## Short task A
Answer each question from the passage on adjusting entries, one per line, marked as shown:
(i) When does an accrual based accounting system record revenues and expenses?
(ii) What product does the firm in the example manufacture?
(iii) In which month does the firm receive the designer's earnest payment?
## Short task B
According to the passage on adjusting entries, why must accountants adjust journal entries after creating a trial balance in an accrual based system?
## Short task C
Which situations does the passage on adjusting entries describe as the four types of entries that get adjusted? List all of them.

## Given passage
----------------------------------------

Adjusting Entries in Accounting
Mentoring a new accountant is an exciting new work opportunity. New accountants in a medium sized manufacturing firm need to know the basics of the firms recording procedures and why adjusting entries is necessary.
After creating a trial balance in an accrual based accounting system it is important to adjust entries. Accrual based accounting systems record revenues when earned and expenses when incurred. (Godwin 2010) Since there is a time lapse in the accounting steps, accountants must adjust the entries in the journal to reflect the time at which the transactions pertaining to an entry that is out of balance will take place.
There are four types of entries that are adjusted. The firm will adjust entries when they receive money before it is earned as revenue or sometimes after it is earned as revenue. Other times the firm may pay out money before the expense is incurred and sometimes they use credit and defer the expense payment. This is considered a deferred revenue. It is a revenue for jeans that have not yet been sent to the buyer. We would have an asset entry for receiving the cash and a liability entry for the goods yet to be made.
For example, the firm manufactures denim jeans and in March receives an earnest payment from a designer to manufacture goods to be made before the holidays. At the end of March the company still hasn’t started the project yet but its asset and revenue accounts are credited for the payment of goods. The trial balance is offset the amount of the earnest payment. The entry would be adjusted by the creating a liability account for the shipment of the goods.

----------------------------------------

## Provided material
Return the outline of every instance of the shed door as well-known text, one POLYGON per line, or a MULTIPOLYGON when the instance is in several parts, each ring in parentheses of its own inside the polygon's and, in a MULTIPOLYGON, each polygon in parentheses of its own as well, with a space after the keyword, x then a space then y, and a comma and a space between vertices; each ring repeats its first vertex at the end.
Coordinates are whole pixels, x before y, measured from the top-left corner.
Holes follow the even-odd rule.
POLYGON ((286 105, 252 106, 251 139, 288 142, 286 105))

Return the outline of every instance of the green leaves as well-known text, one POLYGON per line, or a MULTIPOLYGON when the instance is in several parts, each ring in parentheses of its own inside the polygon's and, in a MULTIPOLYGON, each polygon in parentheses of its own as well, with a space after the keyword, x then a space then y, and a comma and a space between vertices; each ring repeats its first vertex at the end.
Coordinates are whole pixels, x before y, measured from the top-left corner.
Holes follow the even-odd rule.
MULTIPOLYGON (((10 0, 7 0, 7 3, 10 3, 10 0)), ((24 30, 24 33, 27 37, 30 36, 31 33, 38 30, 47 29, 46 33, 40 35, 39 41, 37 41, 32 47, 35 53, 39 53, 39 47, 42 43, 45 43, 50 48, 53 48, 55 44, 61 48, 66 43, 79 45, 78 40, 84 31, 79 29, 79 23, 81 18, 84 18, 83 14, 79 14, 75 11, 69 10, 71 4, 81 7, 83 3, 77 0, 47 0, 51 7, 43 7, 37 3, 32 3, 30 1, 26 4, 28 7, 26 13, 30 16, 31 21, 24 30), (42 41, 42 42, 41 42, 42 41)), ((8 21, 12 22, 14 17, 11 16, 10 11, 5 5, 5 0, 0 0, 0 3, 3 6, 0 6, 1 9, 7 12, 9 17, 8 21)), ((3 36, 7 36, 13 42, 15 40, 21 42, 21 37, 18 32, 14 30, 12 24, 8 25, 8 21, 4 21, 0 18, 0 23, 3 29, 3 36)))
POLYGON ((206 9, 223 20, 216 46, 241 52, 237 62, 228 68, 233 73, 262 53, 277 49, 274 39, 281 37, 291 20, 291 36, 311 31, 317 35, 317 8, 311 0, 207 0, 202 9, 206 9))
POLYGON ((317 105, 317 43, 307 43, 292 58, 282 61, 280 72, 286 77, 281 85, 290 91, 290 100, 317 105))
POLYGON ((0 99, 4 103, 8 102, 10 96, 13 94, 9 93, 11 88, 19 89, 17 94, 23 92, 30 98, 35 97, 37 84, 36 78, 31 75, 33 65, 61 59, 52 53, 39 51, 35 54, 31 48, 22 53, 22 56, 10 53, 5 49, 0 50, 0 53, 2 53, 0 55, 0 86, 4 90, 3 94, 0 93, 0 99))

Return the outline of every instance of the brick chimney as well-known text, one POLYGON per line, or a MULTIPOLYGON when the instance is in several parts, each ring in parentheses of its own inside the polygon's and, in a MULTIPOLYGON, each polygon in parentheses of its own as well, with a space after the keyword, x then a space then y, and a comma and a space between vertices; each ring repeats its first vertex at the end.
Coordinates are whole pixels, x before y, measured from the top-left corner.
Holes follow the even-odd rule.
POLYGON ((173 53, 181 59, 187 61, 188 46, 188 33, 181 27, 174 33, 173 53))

----------------------------------------

## Expected output A
(i) Revenues are recorded when earned and expenses when incurred.
(ii) Denim jeans.
(iii) March.

## Expected output B
There is a time lapse in the accounting steps. Accountants must therefore adjust the journal entries to reflect the time at which the transactions behind an out-of-balance entry will take place.

## Expected output C
- Money is received before it is earned as revenue.
- Money is received after it is earned as revenue.
- Money is paid out before the expense is incurred.
- Credit is used and the expense payment is deferred.